BEGIN Data shown

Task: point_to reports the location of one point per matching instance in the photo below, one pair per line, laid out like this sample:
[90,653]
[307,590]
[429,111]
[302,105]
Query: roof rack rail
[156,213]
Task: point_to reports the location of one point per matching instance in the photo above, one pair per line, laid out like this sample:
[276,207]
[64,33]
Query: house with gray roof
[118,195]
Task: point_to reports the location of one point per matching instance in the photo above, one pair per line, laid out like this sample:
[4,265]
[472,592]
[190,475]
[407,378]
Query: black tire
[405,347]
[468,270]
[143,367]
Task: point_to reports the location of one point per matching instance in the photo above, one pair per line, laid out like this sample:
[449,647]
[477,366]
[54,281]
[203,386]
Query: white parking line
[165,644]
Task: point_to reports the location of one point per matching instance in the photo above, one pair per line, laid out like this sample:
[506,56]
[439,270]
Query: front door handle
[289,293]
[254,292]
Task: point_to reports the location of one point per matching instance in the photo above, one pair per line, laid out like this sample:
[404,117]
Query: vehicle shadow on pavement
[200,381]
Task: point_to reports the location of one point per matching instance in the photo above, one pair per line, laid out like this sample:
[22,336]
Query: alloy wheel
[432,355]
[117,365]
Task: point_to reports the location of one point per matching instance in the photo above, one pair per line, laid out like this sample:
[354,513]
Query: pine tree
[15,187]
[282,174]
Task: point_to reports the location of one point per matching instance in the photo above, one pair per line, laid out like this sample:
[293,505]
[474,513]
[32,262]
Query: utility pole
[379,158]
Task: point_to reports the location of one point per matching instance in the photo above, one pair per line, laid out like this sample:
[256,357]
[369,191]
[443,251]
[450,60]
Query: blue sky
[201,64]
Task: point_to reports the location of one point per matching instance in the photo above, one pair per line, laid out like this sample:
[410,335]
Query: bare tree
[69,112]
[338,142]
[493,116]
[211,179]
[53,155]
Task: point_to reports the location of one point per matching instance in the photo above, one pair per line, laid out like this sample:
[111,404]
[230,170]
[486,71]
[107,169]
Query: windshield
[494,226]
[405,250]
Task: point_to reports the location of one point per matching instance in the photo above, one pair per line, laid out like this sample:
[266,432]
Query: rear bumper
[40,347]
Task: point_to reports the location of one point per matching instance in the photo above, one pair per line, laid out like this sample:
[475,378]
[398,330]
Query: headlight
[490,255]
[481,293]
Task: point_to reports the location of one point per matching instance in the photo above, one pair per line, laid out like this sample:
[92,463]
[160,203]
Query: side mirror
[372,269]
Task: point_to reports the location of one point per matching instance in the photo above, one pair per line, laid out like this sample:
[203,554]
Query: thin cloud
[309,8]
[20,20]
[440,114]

END Data shown

Please output every record, keeping each line exact.

Task: point_to reports the location of one point per matching instance in the photo below, one pair per line, laid out like this sample:
[90,653]
[307,590]
[429,111]
[302,105]
Query: roof rack rail
[156,213]
Task: point_to reports the location of one point per matching instance in the photo above, one pair per line, laid out like this sample:
[276,207]
[64,33]
Query: house with gray roof
[118,195]
Task: point_to reports the location of one point per matching instance in the photo above, one pair per line, laid out like this sample:
[4,265]
[472,592]
[190,475]
[407,378]
Query: black tire
[405,347]
[468,270]
[143,367]
Task: point_to reports the location of one point per matching instance in the photo above, one pair per line, laid out like this sample:
[449,647]
[477,366]
[54,281]
[203,386]
Query: white parking line
[165,644]
Task: point_to reports the location of one point per matching instance in the photo above, one pair per line, laid out like this sample:
[506,56]
[439,270]
Query: front door handle
[289,293]
[254,292]
Task: point_to reports the location of one point per matching instance in the photo above, one pair per line, laid out like this sample:
[404,117]
Query: vehicle shadow on pavement
[200,381]
Task: point_to reports the location of one point per matching instance in the photo above, one pair per line, laid out like this sample:
[22,336]
Query: alloy wheel
[432,355]
[117,365]
Task: point_to reports the location of one point per matching instance in the photo above, one pair per line, laid out like this sample:
[354,513]
Query: pine tree
[15,187]
[282,174]
Task: point_to reports the location of one point per matching instance in the photo above, one pair per line, laid out like this sample:
[293,505]
[474,513]
[32,262]
Query: utility pole
[379,158]
Task: point_to reports the location of one point per matching instance in the photo above, one pair per line, laid out like this sample:
[256,357]
[369,191]
[443,251]
[450,60]
Query: blue sky
[201,64]
Task: point_to reports the location of one point per matching instance in the photo above, one pair per line, laid out like this sample:
[410,335]
Query: bare tree
[69,112]
[338,142]
[493,116]
[211,179]
[53,155]
Task: point_to reports the location of one point per matching instance in the photo above, one pair per line, laid out like this sample:
[111,404]
[230,170]
[486,71]
[107,169]
Query: windshield
[494,226]
[405,250]
Task: point_to reports the location of one point per matching instance in the photo above, one pair per line, laid out like this sample:
[266,432]
Query: rear bumper
[40,347]
Task: point_to reports the location of one point per matching instance in the photo above, one pair per line, laid out like this sample:
[475,378]
[398,330]
Query: headlight
[490,255]
[481,293]
Task: point_to reports the location of one point per matching instance in the photo above, one pair per line, laid out like this sample:
[92,463]
[160,203]
Query: side mirror
[372,269]
Task: point_to reports the location of one point per matching instance in the photo above, one pair per line, laid out like this sample:
[203,554]
Query: thin cloud
[309,8]
[20,20]
[440,114]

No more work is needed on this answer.